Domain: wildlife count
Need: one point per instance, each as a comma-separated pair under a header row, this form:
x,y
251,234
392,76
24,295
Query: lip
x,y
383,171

Description of the task » Rescale the material above by repeating every line, requests included, with each point coordinate in the answers multiplied by 0.65 and rounded to a whole number, halves up. Keep the numbers in the requests and their format samples unchanged.

Task response »
Domain: wildlife count
Need: one point per instance, each as a comma-separated pair under a header row, this form:
x,y
251,234
392,76
24,295
Query: lip
x,y
249,111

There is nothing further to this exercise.